-------- INFORMATION SUPPLIED --------

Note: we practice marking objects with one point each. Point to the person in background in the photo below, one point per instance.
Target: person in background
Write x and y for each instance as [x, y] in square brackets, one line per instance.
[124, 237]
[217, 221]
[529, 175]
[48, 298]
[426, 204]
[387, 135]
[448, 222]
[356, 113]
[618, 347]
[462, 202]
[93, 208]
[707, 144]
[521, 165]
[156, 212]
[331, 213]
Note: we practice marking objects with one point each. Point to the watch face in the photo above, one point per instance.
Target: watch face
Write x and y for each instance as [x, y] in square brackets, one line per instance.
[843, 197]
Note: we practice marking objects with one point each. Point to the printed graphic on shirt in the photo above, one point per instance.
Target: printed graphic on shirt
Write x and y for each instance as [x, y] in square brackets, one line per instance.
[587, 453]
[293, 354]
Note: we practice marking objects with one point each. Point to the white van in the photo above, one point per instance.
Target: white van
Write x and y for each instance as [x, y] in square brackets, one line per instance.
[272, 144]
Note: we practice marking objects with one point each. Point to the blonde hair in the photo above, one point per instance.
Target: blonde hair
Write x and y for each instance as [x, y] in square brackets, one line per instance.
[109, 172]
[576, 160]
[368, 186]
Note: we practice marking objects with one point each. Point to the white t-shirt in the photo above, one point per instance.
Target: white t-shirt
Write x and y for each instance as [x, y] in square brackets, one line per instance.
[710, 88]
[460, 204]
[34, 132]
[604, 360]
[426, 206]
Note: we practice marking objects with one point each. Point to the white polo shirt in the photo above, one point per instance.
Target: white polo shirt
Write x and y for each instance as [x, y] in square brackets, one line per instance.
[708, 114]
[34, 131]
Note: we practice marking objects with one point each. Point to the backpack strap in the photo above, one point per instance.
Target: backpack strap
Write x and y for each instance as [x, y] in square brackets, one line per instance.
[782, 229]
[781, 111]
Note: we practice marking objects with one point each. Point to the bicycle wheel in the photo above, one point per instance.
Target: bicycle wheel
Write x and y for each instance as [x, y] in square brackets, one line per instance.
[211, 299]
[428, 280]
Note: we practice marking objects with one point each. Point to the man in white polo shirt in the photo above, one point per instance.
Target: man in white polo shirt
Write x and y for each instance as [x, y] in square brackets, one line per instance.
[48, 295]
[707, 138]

--------

Return every record above exactly as written.

**ANSWER FOR THIS EXERCISE**
Note: we practice marking objects with one point each. Point to the person in background in the photo below, one point per instance.
Target: person in background
Write x and y for each instance as [x, y] in square brackets, one line per instance.
[124, 237]
[217, 221]
[529, 175]
[48, 298]
[426, 204]
[387, 135]
[448, 222]
[356, 113]
[618, 347]
[462, 202]
[93, 208]
[707, 144]
[521, 165]
[156, 212]
[331, 213]
Note: we practice marking objects with one point each. Point to the watch face in the photo above, one point per instance.
Target: watch face
Write x and y for each instance as [x, y] in square brackets, one line per instance.
[843, 197]
Note: we practice marking objects with one point each. Point to the printed graphic on shirt in the photo above, one point per instance.
Target: printed graphic on shirt
Write x and y for each instance as [x, y] in square brackets, one line per instance.
[587, 453]
[293, 354]
Note: we practice marking objects with one point each. Point to the white van in the photo above, one point per instance.
Target: white van
Write x and y for each instance as [x, y] in square brackets, one line per instance.
[272, 144]
Note: we practice marking objects with one point each. Point to the blonde hair in the photo above, one point per instance.
Target: blonde hair
Write x and y for each instance as [x, y] in square brackets, one line per instance.
[109, 172]
[576, 160]
[368, 186]
Note: we practice marking objects with one point each. Point to the white t-shirt in the photo above, one point per instance.
Target: white t-shirt
Write x and y for each instance as [x, y] in square brackets, one line per instance.
[710, 88]
[460, 204]
[34, 132]
[604, 360]
[426, 206]
Note: we practice marking objects with one point each. Point to the white polo shirt in the photo above, one point per instance.
Target: white polo shirt
Write x and y for each instance as [x, y] in square brackets, one line per instance.
[708, 114]
[34, 131]
Note: we practice marking objects with one point each. Point to the backpack strap in the photo above, one point per instance.
Target: backpack strap
Write x and y for each instance as [x, y] in square brackets, one line per instance.
[782, 229]
[781, 111]
Note: we practice marking objects with one point each. Point to the bicycle wheel in the photo above, one point per instance.
Target: bicycle wheel
Write x and y for each instance as [x, y] in square brackets, one line per instance.
[211, 299]
[428, 280]
Note: we practice marking objects with one point each. Point to the man in white polo shirt in the photo above, one point per instance.
Target: man in white polo shirt
Write x and y for each instance as [x, y] in square brackets, one line per instance.
[48, 295]
[707, 138]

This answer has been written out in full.